- _What is required_:
Would you retype all of these records exactly?

- _Data shown_:
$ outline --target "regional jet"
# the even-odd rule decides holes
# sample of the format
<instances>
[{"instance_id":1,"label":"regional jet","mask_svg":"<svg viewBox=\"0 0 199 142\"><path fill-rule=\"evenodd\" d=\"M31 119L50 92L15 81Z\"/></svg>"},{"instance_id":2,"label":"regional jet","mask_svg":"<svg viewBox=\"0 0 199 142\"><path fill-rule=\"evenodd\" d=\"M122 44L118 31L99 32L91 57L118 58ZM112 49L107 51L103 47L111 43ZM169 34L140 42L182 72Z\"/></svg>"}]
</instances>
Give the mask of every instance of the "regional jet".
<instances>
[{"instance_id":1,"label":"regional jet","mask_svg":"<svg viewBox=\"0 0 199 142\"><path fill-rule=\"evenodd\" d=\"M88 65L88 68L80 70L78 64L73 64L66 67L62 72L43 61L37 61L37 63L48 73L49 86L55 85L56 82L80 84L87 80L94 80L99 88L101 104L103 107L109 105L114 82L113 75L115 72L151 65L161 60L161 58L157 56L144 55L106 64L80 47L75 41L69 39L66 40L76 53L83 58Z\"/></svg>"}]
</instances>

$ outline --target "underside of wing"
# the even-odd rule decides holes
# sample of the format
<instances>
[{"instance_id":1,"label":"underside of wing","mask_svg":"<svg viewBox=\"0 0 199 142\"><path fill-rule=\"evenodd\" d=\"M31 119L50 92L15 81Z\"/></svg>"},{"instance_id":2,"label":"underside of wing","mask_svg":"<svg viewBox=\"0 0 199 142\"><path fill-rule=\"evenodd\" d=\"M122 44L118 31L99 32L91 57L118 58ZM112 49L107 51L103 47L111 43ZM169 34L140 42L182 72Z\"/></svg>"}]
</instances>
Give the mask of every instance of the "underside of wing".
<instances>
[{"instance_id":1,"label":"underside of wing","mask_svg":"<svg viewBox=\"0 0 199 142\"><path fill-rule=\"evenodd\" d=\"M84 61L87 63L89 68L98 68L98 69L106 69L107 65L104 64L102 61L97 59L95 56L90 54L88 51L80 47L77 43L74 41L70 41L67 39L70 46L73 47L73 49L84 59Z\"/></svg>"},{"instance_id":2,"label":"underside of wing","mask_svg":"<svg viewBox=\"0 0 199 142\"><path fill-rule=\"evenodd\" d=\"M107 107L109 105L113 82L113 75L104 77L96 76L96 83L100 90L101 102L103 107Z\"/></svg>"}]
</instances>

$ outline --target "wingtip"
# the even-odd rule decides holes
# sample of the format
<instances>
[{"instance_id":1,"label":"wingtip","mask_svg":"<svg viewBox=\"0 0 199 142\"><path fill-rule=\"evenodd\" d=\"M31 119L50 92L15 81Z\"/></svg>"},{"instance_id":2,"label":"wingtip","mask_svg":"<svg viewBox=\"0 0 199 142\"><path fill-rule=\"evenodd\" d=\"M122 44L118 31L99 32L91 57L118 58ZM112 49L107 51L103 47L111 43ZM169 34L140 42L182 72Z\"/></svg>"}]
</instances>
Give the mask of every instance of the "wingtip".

- _Answer to the exercise_:
$ outline --target "regional jet"
# the even-odd rule decides holes
# sample of the format
<instances>
[{"instance_id":1,"label":"regional jet","mask_svg":"<svg viewBox=\"0 0 199 142\"><path fill-rule=\"evenodd\" d=\"M31 119L50 92L15 81Z\"/></svg>"},{"instance_id":2,"label":"regional jet","mask_svg":"<svg viewBox=\"0 0 199 142\"><path fill-rule=\"evenodd\" d=\"M122 44L118 31L99 32L91 57L118 58ZM112 49L107 51L103 47L111 43ZM169 34L140 42L182 72Z\"/></svg>"}]
</instances>
Give the mask of every instance of the "regional jet".
<instances>
[{"instance_id":1,"label":"regional jet","mask_svg":"<svg viewBox=\"0 0 199 142\"><path fill-rule=\"evenodd\" d=\"M88 65L88 68L80 70L78 64L73 64L66 67L62 72L43 61L37 61L37 63L48 73L49 86L55 85L56 82L80 84L87 80L94 80L99 88L101 104L103 107L109 105L114 82L113 75L115 72L151 65L161 60L161 58L157 56L144 55L106 64L80 47L75 41L69 39L66 40L76 53L83 58Z\"/></svg>"}]
</instances>

$ outline --target "underside of wing"
# the even-odd rule decides holes
# sample of the format
<instances>
[{"instance_id":1,"label":"underside of wing","mask_svg":"<svg viewBox=\"0 0 199 142\"><path fill-rule=\"evenodd\" d=\"M31 119L50 92L15 81Z\"/></svg>"},{"instance_id":2,"label":"underside of wing","mask_svg":"<svg viewBox=\"0 0 199 142\"><path fill-rule=\"evenodd\" d=\"M122 44L118 31L99 32L91 57L118 58ZM112 49L107 51L103 47L111 43ZM169 34L140 42L182 72Z\"/></svg>"}]
</instances>
Give the mask of every instance of the "underside of wing".
<instances>
[{"instance_id":1,"label":"underside of wing","mask_svg":"<svg viewBox=\"0 0 199 142\"><path fill-rule=\"evenodd\" d=\"M84 61L87 63L89 68L98 68L98 69L106 69L107 65L104 64L102 61L97 59L95 56L90 54L88 51L80 47L77 43L74 41L70 41L67 39L70 46L73 47L73 49L84 59Z\"/></svg>"},{"instance_id":2,"label":"underside of wing","mask_svg":"<svg viewBox=\"0 0 199 142\"><path fill-rule=\"evenodd\" d=\"M107 107L109 105L113 82L113 75L104 77L96 76L96 83L100 90L101 102L103 107Z\"/></svg>"}]
</instances>

$ outline --target "wingtip"
# the even-odd rule decides holes
# sample of the format
<instances>
[{"instance_id":1,"label":"wingtip","mask_svg":"<svg viewBox=\"0 0 199 142\"><path fill-rule=\"evenodd\" d=\"M31 119L50 92L15 81Z\"/></svg>"},{"instance_id":2,"label":"wingtip","mask_svg":"<svg viewBox=\"0 0 199 142\"><path fill-rule=\"evenodd\" d=\"M122 44L118 31L99 32L91 57L118 58ZM112 49L107 51L103 47L111 43ZM169 34L140 42L182 72Z\"/></svg>"}]
</instances>
Give the mask of every instance of the "wingtip".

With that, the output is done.